所给文段:
========================================================================
1. 程式人生 > >讀HDFS書筆記---5.2 檔案讀操作與輸入流(5.2.2)---上

讀HDFS書筆記---5.2 檔案讀操作與輸入流(5.2.2)---上

5.2.2 讀操作--DFSInputStream實現

   HDFS目前實現的讀操作有三個層次,分別是網路讀、短路讀(short circuit read)以及零拷貝(zero copy read),它們的讀取效率一次遞增。

網路讀:

網路讀是最基本的一種HDFS讀,DFSClient和Datanode通過建立Socket連線傳輸資料。

短路讀:

當DFSClient和儲存目標資料塊的Datanode在同一個物理節點上時,DFSClient可以直接開啟資料塊副本檔案讀取資料,而不需要Datanode程序的轉發。後面會講到。

零拷貝讀:

當DFSClient和快取目標資料塊

的Datanode在同一個物理節點上時,DFSClient可以通過零拷貝方式讀取該資料塊,大大提供了效率。而且即使在讀取過程中該資料塊被Datanode從快取中移出了,讀取操作也可以退化成本地短路讀。

 

HdfsDataInputStream.read()方法就實現了上面描述的三個層次讀取,程式碼(read方法在其父類FSDataInputStream下)如下:

@Override
  public ByteBuffer read(ByteBufferPool bufferPool, int maxLength,
      EnumSet<ReadOption> opts) 
          throws IOException, UnsupportedOperationException {
    try {
      return ((HasEnhancedByteBufferAccess)in).read(bufferPool,
          maxLength, opts);
    }
    catch (ClassCastException e) {
      ByteBuffer buffer = ByteBufferUtil.
========================================================================
所给资料:
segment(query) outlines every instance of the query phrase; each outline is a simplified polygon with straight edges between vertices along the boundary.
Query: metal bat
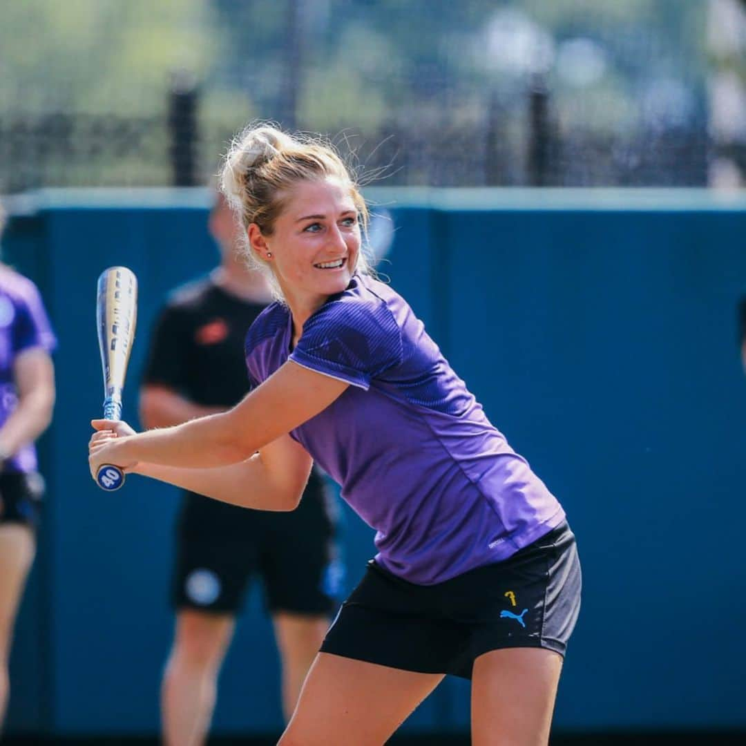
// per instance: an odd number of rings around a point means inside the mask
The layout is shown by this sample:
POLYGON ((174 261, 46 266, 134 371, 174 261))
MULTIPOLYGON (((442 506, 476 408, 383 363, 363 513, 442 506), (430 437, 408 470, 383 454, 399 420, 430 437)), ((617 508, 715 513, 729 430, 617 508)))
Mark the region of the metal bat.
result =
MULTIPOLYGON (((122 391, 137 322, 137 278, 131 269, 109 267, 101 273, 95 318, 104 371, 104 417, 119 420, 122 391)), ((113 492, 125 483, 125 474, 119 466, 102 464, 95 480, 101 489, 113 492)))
========================================================================
练习目标:
把上面讲HDFS读操作的文段中从“1. 程式人生 > >讀HDFS書筆記---5.2”开始、到“立Socket連線傳輸資料。”结束的部分原样照抄一遍。

预期输出:
1. 程式人生 > >讀HDFS書筆記---5.2 檔案讀操作與輸入流(5.2.2)---上

讀HDFS書筆記---5.2 檔案讀操作與輸入流(5.2.2)---上

5.2.2 讀操作--DFSInputStream實現

   HDFS目前實現的讀操作有三個層次,分別是網路讀、短路讀(short circuit read)以及零拷貝(zero copy read),它們的讀取效率一次遞增。

網路讀:

網路讀是最基本的一種HDFS讀,DFSClient和Datanode通過建立Socket連線傳輸資料。